Start of Data for this task

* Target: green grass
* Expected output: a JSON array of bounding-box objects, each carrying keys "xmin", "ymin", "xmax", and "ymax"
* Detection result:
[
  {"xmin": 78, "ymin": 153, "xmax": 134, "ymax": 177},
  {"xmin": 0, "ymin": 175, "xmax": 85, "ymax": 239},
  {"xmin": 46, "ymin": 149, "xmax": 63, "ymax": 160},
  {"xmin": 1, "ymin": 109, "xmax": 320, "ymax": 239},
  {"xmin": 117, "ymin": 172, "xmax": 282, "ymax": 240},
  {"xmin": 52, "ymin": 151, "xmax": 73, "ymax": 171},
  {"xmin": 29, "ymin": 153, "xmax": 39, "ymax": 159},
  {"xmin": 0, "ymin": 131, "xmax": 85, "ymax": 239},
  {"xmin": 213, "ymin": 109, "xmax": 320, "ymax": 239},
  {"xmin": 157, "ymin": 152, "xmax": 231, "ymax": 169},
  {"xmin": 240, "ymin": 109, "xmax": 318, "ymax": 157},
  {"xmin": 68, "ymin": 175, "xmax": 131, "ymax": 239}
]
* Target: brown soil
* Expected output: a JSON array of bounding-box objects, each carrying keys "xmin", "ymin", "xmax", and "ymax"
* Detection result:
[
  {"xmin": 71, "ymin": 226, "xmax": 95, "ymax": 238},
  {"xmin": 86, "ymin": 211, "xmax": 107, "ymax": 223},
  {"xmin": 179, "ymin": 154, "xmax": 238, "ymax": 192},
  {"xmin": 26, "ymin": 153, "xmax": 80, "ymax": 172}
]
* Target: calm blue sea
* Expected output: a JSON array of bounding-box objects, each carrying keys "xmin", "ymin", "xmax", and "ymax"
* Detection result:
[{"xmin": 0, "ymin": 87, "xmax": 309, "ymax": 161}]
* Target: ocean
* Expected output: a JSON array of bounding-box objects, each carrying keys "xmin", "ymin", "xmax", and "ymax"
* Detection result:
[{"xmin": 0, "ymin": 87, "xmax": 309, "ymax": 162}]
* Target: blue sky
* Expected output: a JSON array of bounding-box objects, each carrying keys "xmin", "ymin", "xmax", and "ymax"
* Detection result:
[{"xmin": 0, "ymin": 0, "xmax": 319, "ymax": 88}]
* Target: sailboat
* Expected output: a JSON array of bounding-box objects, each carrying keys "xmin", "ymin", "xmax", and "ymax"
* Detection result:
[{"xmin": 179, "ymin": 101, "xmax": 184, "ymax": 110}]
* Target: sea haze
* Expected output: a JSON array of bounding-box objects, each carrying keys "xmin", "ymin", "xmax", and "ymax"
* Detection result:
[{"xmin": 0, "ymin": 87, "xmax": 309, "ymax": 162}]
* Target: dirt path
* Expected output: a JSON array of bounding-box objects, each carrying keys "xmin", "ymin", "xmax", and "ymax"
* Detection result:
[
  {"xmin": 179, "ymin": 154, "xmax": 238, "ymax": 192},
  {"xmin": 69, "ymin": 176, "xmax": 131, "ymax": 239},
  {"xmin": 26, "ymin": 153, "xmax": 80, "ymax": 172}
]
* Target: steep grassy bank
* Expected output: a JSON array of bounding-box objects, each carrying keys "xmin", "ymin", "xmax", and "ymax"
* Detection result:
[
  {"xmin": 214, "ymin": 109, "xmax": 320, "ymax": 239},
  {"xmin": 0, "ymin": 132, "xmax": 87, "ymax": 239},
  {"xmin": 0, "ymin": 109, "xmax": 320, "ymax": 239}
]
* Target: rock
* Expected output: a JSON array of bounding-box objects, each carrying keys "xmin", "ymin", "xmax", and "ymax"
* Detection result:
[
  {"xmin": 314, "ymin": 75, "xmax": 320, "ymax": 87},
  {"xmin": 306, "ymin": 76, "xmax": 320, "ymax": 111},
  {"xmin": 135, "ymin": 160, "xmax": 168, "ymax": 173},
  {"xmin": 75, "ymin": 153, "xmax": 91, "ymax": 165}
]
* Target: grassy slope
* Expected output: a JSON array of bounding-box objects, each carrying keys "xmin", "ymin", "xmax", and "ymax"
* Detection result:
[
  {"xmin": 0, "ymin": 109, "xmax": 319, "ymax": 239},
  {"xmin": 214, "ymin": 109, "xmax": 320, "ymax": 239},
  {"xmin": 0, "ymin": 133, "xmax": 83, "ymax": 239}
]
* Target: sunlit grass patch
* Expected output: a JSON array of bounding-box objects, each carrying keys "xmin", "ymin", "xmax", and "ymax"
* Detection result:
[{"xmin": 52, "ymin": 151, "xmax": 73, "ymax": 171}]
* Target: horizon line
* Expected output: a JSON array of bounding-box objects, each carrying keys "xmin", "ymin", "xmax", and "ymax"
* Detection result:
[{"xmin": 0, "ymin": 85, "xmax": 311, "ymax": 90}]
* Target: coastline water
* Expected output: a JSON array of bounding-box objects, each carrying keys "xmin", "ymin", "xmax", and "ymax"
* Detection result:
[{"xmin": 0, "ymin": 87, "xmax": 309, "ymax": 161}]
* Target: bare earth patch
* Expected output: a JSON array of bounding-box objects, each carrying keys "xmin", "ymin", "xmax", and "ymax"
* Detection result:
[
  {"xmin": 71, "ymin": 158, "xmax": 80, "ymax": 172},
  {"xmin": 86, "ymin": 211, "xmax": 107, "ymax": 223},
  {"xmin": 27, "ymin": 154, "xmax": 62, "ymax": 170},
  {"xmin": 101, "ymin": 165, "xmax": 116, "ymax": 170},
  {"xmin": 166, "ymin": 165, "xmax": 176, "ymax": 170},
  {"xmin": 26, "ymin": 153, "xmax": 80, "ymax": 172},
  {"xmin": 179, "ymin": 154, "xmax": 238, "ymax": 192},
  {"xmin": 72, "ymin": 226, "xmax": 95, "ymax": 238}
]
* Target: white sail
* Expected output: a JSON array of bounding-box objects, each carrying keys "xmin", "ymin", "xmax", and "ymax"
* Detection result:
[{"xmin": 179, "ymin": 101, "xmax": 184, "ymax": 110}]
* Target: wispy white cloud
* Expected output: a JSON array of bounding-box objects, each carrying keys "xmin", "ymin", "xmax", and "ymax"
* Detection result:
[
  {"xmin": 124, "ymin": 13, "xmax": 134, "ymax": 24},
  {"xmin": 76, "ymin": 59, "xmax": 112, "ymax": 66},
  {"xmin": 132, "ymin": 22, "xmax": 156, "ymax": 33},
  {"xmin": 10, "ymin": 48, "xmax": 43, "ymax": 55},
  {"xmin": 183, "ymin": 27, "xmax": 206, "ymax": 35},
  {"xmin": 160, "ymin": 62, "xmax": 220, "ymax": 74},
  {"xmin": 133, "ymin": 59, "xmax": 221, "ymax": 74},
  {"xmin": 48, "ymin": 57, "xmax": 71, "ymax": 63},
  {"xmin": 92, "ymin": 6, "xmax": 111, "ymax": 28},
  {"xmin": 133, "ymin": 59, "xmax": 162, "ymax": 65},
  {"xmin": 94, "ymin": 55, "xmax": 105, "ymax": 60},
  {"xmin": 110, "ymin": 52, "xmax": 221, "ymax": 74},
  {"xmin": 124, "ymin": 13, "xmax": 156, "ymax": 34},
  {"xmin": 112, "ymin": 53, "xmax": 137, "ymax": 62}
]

End of Data for this task
Start of Data for this task

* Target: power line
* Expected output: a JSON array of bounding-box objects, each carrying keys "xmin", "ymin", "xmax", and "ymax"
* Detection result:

End of Data for this task

* About this exercise
Gather up the lines containing the word "blue" from these records and copy them.

* Your solution
* Target: calm blue sea
* Target: blue sky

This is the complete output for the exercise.